_Instructions for the task_:
All of the material below is to be retyped exactly.

--- start of Extracted information ---

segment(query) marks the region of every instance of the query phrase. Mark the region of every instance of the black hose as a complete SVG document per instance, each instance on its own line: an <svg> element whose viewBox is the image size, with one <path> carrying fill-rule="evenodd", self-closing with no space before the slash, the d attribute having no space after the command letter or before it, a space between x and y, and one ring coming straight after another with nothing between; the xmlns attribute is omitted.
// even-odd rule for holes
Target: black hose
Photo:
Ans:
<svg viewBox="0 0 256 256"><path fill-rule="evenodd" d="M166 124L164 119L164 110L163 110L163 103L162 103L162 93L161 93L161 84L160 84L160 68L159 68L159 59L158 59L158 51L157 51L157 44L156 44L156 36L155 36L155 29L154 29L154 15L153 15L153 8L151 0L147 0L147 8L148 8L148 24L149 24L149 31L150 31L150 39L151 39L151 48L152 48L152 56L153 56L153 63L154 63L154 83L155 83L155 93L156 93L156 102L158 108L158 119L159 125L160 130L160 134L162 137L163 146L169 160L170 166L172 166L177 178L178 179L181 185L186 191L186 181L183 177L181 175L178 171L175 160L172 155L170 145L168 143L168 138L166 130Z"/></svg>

--- end of Extracted information ---

_Response to this task_:
segment(query) marks the region of every instance of the query phrase. Mark the region of every instance of the black hose as a complete SVG document per instance, each instance on its own line: an <svg> element whose viewBox is the image size, with one <path> carrying fill-rule="evenodd", self-closing with no space before the slash, the d attribute having no space after the command letter or before it, a space between x and y, and one ring coming straight after another with nothing between; the xmlns attribute is omitted.
// even-odd rule for holes
Target: black hose
Photo:
Ans:
<svg viewBox="0 0 256 256"><path fill-rule="evenodd" d="M166 124L164 119L164 110L163 110L163 103L162 103L162 93L161 93L161 84L160 84L160 68L159 68L159 59L158 59L158 51L157 51L157 44L156 44L156 36L155 36L155 29L154 29L154 15L153 15L153 8L151 0L147 0L147 8L148 8L148 24L149 24L149 31L150 31L150 39L151 39L151 48L152 48L152 56L153 56L153 63L154 63L154 83L155 83L155 93L156 93L156 102L158 108L158 119L159 125L160 130L160 134L162 137L163 146L169 160L170 166L172 166L177 178L178 179L181 185L186 191L186 181L183 177L181 175L178 171L175 160L172 155L170 145L168 143L168 138L166 130Z"/></svg>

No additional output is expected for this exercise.